-- START OF Material for this task --

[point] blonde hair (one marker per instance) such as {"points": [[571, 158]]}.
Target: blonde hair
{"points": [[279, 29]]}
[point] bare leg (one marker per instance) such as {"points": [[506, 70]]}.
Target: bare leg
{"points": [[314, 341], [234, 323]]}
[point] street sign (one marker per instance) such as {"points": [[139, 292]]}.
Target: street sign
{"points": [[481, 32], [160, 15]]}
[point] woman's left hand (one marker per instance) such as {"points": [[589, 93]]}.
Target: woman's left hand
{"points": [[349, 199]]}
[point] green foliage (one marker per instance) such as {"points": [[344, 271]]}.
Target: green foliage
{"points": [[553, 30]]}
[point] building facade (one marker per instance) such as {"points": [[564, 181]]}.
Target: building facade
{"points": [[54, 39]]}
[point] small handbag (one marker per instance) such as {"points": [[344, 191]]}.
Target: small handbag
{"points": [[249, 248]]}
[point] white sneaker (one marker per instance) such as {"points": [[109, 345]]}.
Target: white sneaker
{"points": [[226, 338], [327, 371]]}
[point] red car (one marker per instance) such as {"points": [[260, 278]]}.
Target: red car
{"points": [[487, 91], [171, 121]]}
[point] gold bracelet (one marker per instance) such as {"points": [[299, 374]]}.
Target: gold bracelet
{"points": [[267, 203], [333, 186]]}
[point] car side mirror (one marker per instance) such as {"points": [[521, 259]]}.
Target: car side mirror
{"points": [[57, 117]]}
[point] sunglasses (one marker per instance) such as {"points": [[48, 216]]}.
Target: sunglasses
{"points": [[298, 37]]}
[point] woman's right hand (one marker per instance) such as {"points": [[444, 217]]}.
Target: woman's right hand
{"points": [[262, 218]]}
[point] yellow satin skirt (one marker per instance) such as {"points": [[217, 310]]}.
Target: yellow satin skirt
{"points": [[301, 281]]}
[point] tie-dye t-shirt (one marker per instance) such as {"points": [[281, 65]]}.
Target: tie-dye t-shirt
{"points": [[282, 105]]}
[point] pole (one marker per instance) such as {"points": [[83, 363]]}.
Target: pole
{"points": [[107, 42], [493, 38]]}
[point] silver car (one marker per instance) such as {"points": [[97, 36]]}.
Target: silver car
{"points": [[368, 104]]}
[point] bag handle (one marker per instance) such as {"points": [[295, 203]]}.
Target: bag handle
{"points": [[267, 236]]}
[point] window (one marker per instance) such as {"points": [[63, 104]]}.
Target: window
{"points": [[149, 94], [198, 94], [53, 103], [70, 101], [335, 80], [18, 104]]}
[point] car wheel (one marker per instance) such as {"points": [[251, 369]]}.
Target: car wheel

-- END OF Material for this task --

Problem to solve: Swap "silver car" for "gray car" in the listing lines, starting at the line that contains "[point] tie-dye t-shirt" and running through the end of the listing. Write those lines out again, leaving everything else the same.

Task response:
[point] tie-dye t-shirt (one marker per instance) such as {"points": [[281, 65]]}.
Target: tie-dye t-shirt
{"points": [[282, 105]]}
[point] pole (one marker per instance) such as {"points": [[83, 363]]}.
Target: pole
{"points": [[107, 42], [493, 38]]}
[point] gray car (one marker per instance) such as {"points": [[97, 36]]}.
Target: gray car
{"points": [[368, 104]]}
[point] bag handle (one marker per instance) such as {"points": [[295, 203]]}.
Target: bag handle
{"points": [[267, 236]]}
[point] window (one marker per instance) such as {"points": [[63, 104]]}.
Target: window
{"points": [[149, 94], [198, 94], [53, 103], [70, 101], [335, 80], [18, 104]]}
[point] car wheel (one marker per instance) such as {"points": [[251, 369]]}.
Target: car wheel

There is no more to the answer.